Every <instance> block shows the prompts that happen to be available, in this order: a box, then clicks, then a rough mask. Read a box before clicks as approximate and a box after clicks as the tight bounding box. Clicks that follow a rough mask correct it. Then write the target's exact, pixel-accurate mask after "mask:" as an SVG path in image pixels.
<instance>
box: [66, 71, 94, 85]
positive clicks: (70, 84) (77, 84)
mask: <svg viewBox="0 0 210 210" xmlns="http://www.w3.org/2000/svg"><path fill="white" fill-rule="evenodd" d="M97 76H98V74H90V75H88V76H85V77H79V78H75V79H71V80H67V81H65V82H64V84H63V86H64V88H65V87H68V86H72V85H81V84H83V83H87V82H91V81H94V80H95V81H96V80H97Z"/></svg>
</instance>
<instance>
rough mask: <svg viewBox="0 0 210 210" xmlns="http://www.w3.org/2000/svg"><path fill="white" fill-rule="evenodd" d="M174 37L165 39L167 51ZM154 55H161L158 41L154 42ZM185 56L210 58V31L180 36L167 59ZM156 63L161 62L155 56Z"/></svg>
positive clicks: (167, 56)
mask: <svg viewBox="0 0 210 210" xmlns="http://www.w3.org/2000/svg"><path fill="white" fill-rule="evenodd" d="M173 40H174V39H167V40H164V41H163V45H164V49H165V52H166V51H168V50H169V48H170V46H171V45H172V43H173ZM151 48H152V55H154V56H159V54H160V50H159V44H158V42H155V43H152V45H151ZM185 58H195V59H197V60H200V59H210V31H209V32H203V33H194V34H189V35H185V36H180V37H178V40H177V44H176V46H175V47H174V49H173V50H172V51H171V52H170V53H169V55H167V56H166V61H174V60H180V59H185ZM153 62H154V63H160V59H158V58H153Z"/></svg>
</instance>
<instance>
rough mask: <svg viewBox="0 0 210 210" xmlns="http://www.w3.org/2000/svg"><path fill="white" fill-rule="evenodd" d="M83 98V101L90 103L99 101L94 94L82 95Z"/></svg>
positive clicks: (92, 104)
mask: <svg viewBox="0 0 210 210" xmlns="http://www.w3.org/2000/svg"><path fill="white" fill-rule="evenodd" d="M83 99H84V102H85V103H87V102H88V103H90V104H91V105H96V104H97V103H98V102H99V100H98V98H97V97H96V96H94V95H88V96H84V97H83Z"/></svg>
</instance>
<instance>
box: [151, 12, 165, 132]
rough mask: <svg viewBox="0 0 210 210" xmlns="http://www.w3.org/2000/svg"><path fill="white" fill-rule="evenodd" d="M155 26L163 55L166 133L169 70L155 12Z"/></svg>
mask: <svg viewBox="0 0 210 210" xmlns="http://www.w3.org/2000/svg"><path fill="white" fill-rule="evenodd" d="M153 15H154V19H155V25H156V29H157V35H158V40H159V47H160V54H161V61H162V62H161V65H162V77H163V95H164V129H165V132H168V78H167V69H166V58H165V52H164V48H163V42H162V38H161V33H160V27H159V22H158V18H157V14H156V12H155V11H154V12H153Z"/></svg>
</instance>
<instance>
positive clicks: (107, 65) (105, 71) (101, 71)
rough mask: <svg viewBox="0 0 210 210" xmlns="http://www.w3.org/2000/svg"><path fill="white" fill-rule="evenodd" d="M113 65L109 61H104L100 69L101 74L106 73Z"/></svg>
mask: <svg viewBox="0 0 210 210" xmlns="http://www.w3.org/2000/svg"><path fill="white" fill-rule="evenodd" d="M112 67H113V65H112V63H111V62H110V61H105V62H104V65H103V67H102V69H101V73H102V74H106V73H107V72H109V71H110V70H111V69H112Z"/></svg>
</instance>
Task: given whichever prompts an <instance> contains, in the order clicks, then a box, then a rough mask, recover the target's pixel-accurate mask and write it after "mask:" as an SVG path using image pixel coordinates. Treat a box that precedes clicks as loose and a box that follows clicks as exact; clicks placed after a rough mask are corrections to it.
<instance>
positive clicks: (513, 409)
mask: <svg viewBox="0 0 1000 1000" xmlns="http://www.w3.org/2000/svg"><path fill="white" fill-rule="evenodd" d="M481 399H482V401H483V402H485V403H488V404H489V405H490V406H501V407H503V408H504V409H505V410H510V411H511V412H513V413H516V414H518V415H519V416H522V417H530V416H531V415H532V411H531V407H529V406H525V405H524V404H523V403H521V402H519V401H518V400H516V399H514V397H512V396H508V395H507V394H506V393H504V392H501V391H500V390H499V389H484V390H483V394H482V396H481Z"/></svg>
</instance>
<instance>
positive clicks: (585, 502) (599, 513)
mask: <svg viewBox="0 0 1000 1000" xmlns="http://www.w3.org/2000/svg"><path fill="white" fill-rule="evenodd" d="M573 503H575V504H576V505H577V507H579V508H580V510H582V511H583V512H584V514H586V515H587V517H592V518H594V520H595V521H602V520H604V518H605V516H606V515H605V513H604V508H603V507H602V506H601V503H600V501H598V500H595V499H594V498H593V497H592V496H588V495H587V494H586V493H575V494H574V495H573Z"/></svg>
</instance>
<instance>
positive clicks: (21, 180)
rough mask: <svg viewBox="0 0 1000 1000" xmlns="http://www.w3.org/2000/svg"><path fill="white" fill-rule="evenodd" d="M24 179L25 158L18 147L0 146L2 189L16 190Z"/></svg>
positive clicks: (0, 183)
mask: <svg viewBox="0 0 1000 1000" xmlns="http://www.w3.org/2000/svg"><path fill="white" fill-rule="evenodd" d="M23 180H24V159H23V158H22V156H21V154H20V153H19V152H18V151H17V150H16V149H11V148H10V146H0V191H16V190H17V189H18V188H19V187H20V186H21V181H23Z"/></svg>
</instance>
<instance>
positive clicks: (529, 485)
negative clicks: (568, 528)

Work to be completed
Pull out every line of the material above that contains the string "rough". Case matters.

Solution
Every <instance> block shows the prompts that happen to be available, in this order: a box, then clicks, then a rough mask. Read a box before clicks as approximate and a box after clicks as the tight bounding box. Clicks that follow a rough mask correct it. Then write the target's exact, pixel-accurate mask after "mask:" as an SVG path in image pixels.
rough mask: <svg viewBox="0 0 210 210" xmlns="http://www.w3.org/2000/svg"><path fill="white" fill-rule="evenodd" d="M174 37L165 39L167 51ZM154 55H161L158 41L154 42ZM185 56L210 58V31L180 36L167 59ZM156 63L161 62L155 56Z"/></svg>
rough mask: <svg viewBox="0 0 210 210" xmlns="http://www.w3.org/2000/svg"><path fill="white" fill-rule="evenodd" d="M83 98V101L90 103L99 101L94 94L82 95Z"/></svg>
rough mask: <svg viewBox="0 0 210 210" xmlns="http://www.w3.org/2000/svg"><path fill="white" fill-rule="evenodd" d="M155 26L163 55L166 133L169 70L155 12Z"/></svg>
rough mask: <svg viewBox="0 0 210 210" xmlns="http://www.w3.org/2000/svg"><path fill="white" fill-rule="evenodd" d="M113 65L109 61H104L100 69L101 74L106 73Z"/></svg>
Task: given whichever prompts an <instance> contains, in the order clicks, then a box, then a rough mask, recover the target's pixel-accurate mask and write it after "mask:" as an SVG path using image pixel coordinates. Treat a box that precedes clicks as loose and a box that follows clicks as exact; clicks placed after a rough mask are corrections to it.
rough mask: <svg viewBox="0 0 1000 1000" xmlns="http://www.w3.org/2000/svg"><path fill="white" fill-rule="evenodd" d="M24 179L25 158L18 147L0 146L2 189L16 190Z"/></svg>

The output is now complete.